#### [Exercise text]
· · · ·
St. John, St. Rose, and other JP Streets Named for Saints
The establishment of the Jamaica Plain Historical Society in 1987 provided our area with a means of sometimes getting local questions about our past conveniently answered. An inquiry this summer focused attention on the several streets in Jamaica Plain that are named after saints: John, Joseph, Mark, Peter, and Rose.
The streets, named for Jesus’ disciples Peter and John, got their names from the fact that they once marked the locations of Episcopal churches in Jamaica Plain: St. Peter Church has disbanded, while St. John’s Church moved to Sumner Hill.
Parishioners leave Saint Thomas Aquinas Church after Sunday mass during World War II. The church was built in 1873 at the corner of South and Saint Joseph Streets and was designed by architect Patrick J. Keeley. The sign on the front lawn lists parishioners serving in the armed forces during the war. Photograph from the Jamaica Plain Historical Society archives.
The remaining three streets (Joseph, Mark, and Rose) are all off South Street in an area known before the Civil War as “Irish Village.” Here the Roman Catholic diocese of Boston established its first church in Jamaica Plain and named it for the great medieval teacher of the Catholic Church, Thomas Aquinas. The three streets were laid out in the 1880’s with the Irish still there. Not surprisingly these sainted street names have an increasingly Catholic touch.
Mark was certainly biblical as the author of the Second Gospel and a student of St. Peter. Joseph of Christmastide fame was a saint only in the Catholic Church to some l9th century Christians.
That certainly was the case for St. Rose, whose identity forced the Jamaica Plain Historical Society’s inquiry into sainted-named streets. As will be seen, whoever chose the name (probably an early pastor at St. Thomas Aquinas) chose very wisely with a prophetic eye to today’s Jamaica Plain.
Not only is Rose a woman, but she is also the first American-born person given sainthood by the Catholic Church and she is the patron saint of Latin America and the former American Commonwealth of the Philippines. Unlike our other saints who have given their names to Jamaica Plain streets, St. Rose of Lima is a relatively modern woman who is well known in the documentary record. She is not some stained-glass attitude or the imagination of some artist.
· · · ·
#### [Brief]
Transcribe the part of the text on Jamaica Plain's saint-named streets from "The streets, named" to "Historical Society archives.". The listing that follows is separate material and has no connection to the text on saint-named streets.

#### [Region pointing data]
· · · ·
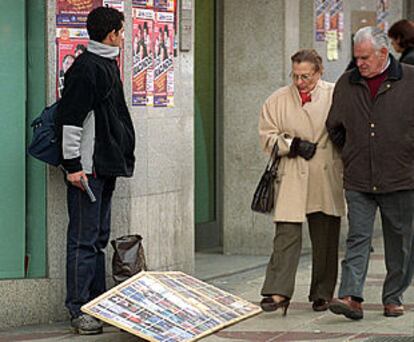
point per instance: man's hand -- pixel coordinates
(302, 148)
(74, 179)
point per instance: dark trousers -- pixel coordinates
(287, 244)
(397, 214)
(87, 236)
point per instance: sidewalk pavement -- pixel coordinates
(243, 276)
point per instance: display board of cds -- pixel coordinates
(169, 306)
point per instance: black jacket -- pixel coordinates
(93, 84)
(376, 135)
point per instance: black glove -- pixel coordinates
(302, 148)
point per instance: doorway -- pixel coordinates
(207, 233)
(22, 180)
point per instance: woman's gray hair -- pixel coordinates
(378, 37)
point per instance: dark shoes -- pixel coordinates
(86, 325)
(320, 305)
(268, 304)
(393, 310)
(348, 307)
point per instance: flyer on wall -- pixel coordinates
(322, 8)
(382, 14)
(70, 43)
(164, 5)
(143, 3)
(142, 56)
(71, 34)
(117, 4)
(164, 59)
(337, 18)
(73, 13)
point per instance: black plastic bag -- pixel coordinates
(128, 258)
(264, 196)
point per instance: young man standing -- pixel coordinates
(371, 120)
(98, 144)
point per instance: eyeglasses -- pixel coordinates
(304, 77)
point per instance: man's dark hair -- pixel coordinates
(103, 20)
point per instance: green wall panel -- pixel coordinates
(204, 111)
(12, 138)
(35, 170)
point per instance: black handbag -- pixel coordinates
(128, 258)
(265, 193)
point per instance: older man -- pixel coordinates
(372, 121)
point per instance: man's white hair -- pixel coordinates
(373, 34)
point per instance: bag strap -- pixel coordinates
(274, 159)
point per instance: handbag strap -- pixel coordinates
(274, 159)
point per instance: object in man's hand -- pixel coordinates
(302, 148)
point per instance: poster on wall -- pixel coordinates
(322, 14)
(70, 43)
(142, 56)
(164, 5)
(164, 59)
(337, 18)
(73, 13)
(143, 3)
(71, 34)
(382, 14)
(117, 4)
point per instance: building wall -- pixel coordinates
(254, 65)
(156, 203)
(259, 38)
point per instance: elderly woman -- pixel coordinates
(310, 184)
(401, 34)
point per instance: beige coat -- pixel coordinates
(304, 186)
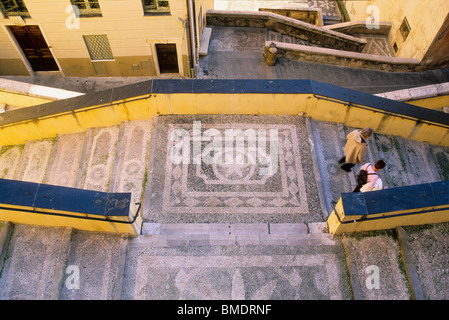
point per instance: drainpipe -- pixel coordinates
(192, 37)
· · · ·
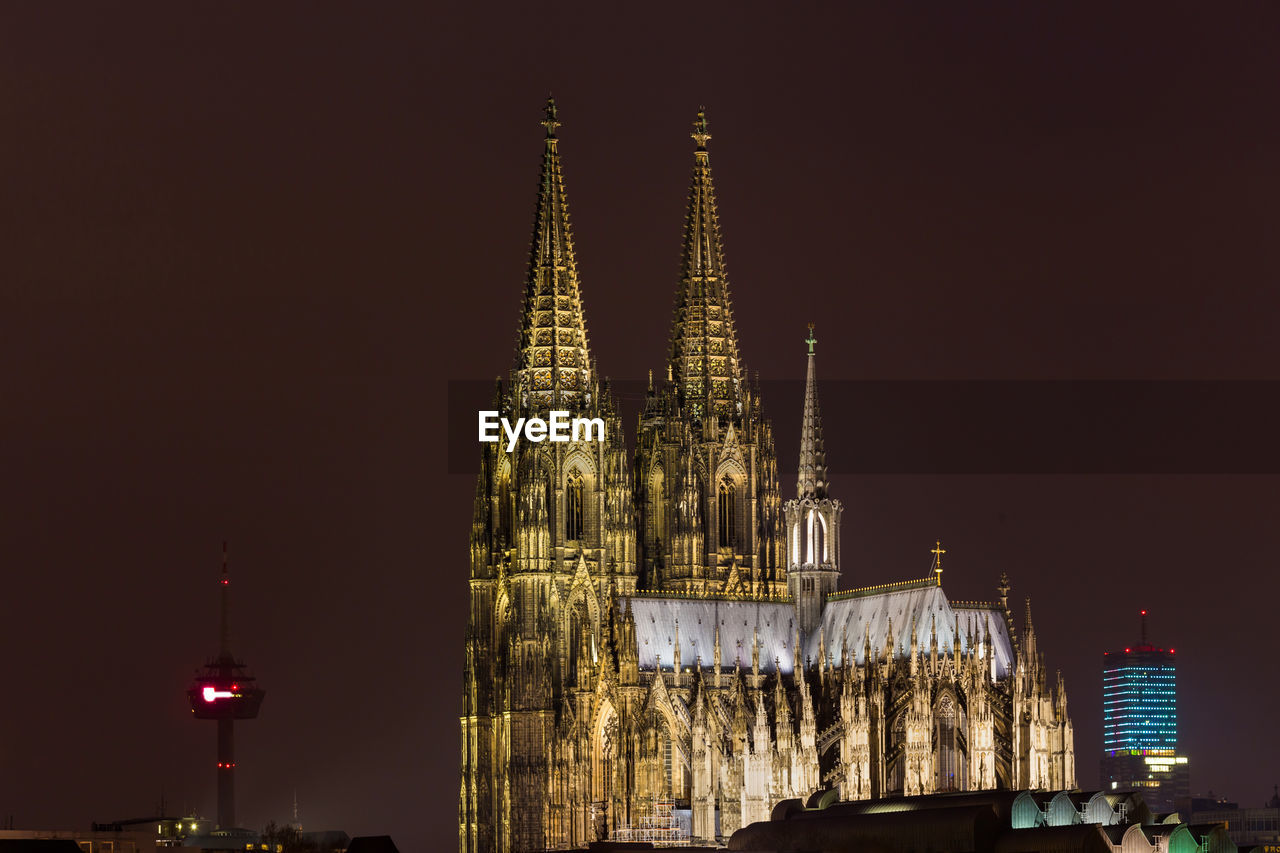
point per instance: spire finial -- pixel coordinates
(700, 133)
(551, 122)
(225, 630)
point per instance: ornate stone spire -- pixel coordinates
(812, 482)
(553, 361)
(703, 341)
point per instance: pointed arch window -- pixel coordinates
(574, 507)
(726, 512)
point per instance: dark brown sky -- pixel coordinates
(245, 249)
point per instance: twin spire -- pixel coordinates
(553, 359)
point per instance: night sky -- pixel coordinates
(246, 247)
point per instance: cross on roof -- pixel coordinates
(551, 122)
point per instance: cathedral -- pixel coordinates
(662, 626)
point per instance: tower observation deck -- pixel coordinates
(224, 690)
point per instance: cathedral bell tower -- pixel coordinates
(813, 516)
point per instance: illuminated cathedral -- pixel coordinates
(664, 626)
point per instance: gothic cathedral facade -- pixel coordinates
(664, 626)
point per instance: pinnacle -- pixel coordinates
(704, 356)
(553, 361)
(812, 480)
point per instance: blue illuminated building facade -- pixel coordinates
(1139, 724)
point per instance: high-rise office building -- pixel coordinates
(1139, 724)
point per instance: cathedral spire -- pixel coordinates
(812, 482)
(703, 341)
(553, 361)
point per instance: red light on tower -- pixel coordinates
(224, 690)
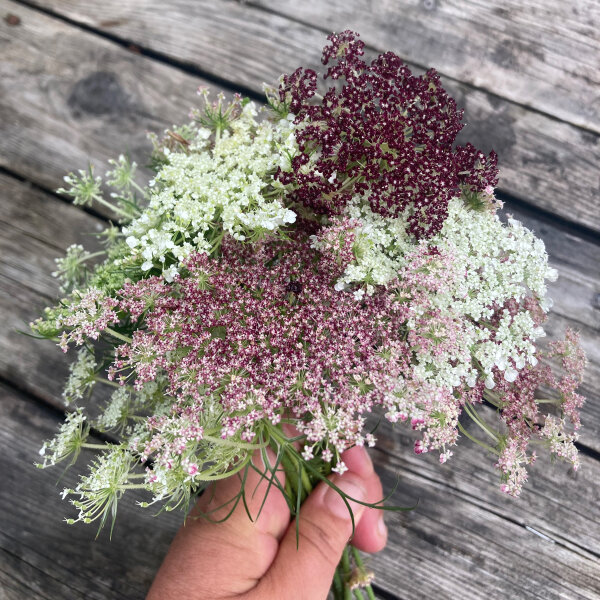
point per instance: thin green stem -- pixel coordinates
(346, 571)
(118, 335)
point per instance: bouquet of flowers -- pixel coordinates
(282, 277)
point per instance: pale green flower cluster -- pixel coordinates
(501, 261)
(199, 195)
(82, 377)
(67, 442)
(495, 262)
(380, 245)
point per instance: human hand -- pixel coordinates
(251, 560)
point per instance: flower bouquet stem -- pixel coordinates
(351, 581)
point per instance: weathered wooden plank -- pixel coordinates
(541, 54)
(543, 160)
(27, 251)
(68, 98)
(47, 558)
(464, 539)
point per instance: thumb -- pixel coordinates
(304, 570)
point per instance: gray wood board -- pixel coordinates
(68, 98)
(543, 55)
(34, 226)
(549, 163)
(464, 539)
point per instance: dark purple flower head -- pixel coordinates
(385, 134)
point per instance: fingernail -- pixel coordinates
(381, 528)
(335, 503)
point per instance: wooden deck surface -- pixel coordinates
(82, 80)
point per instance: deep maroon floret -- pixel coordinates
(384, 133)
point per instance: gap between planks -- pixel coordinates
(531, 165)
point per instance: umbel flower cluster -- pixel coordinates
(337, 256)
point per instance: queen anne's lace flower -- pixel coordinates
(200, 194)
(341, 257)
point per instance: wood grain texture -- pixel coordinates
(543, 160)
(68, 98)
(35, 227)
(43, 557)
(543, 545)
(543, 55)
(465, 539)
· · · ·
#### [Exercise response]
The streets, named for Jesus’ disciples Peter and John, got their names from the fact that they once marked the locations of Episcopal churches in Jamaica Plain: St. Peter Church has disbanded, while St. John’s Church moved to Sumner Hill.
Parishioners leave Saint Thomas Aquinas Church after Sunday mass during World War II. The church was built in 1873 at the corner of South and Saint Joseph Streets and was designed by architect Patrick J. Keeley. The sign on the front lawn lists parishioners serving in the armed forces during the war. Photograph from the Jamaica Plain Historical Society archives.